Entries for bounding box labeling:
--------------------------------
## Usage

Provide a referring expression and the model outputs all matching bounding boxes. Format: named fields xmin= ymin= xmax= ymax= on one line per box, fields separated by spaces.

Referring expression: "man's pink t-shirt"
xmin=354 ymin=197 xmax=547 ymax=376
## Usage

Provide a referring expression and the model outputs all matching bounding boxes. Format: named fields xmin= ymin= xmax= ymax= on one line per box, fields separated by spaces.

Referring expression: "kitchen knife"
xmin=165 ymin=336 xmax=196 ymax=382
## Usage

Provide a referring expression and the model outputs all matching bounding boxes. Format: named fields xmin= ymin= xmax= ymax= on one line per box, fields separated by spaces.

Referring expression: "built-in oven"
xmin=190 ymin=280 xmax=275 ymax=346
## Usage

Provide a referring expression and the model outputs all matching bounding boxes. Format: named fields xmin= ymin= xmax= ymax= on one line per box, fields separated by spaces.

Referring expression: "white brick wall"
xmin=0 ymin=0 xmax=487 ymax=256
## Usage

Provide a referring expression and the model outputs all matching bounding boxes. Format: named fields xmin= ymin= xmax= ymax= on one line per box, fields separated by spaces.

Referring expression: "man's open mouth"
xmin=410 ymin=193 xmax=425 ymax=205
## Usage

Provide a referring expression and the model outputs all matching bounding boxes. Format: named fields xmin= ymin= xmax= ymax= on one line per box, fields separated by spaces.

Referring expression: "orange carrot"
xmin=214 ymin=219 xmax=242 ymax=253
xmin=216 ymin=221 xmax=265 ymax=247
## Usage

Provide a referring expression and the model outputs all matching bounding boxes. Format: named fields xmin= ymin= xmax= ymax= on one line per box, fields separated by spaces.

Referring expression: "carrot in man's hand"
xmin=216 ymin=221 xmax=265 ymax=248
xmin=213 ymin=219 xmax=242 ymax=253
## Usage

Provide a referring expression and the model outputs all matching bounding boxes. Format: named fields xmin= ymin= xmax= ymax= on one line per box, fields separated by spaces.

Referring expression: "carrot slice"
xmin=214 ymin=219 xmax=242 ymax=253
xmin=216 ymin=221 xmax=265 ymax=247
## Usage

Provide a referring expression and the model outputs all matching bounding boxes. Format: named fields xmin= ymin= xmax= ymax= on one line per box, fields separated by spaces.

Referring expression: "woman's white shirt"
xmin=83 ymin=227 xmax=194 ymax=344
--------------------------------
_WRITTEN INSTRUCTION:_ Write down every line of the data exactly as it appears above.

_FINAL ANSWER:_
## Usage

Provide a referring expression and the model outputs all matching bounding boxes. Format: named fields xmin= ymin= xmax= ymax= on one line per box, fields separated by spaces.

Referring expression: "man's pink t-shirt"
xmin=354 ymin=197 xmax=547 ymax=376
## Usage

Provide a referring expression and the model outputs all matching bounding boxes. Format: named fields xmin= ymin= xmax= ymax= on one line per box, fields separated by spaces.

Referring expression: "kitchen knife"
xmin=165 ymin=336 xmax=196 ymax=382
## Usage

Provide a referring expression and the model outputs all matching bounding boxes. Format: named fields xmin= ymin= xmax= ymax= on one line per box, fields separated by spaces.

Referring expression: "built-in oven"
xmin=190 ymin=280 xmax=275 ymax=346
## Usage

Provide a referring expression and the model outputs all matching bounding boxes. Format: named fields xmin= ymin= xmax= ymax= on one line per box, fields separated by spaces.

Referring expression: "white brick wall"
xmin=0 ymin=0 xmax=487 ymax=256
## Usage

Provide a referring expression and the model outputs all matching bounding boxes. Format: named fields xmin= ymin= xmax= ymax= on one line per box, fields separated by spaces.

Referring expression: "man's open mouth"
xmin=410 ymin=193 xmax=425 ymax=205
## Usage

Provide a referring expression and the model outputs all matching bounding boxes. Format: named fields xmin= ymin= xmax= ymax= on one line per box, fields separated by spaces.

Referring expression: "orange carrot"
xmin=214 ymin=219 xmax=242 ymax=253
xmin=216 ymin=221 xmax=265 ymax=247
## Usage

Provide a referring expression and the model outputs all matching bounding boxes. Format: named fields xmin= ymin= xmax= ymax= on one line per box, fields separated by spaces.

Referring expression: "carrot in man's hand"
xmin=216 ymin=221 xmax=265 ymax=248
xmin=213 ymin=219 xmax=242 ymax=253
## Usage

Provide a referring expression and the model outputs all matching bounding boxes. Format: named fields xmin= ymin= xmax= ymax= on one line per box, fields separated by spaces.

Referring expression: "carrot slice"
xmin=214 ymin=219 xmax=242 ymax=253
xmin=216 ymin=221 xmax=265 ymax=247
## Usage

Provide a referring expression and the model outputs all matching bounding boxes. Format: named fields xmin= ymin= xmax= ymax= on one line per box, fields separated by spaces.

Referring expression: "woman's white shirt"
xmin=83 ymin=227 xmax=194 ymax=344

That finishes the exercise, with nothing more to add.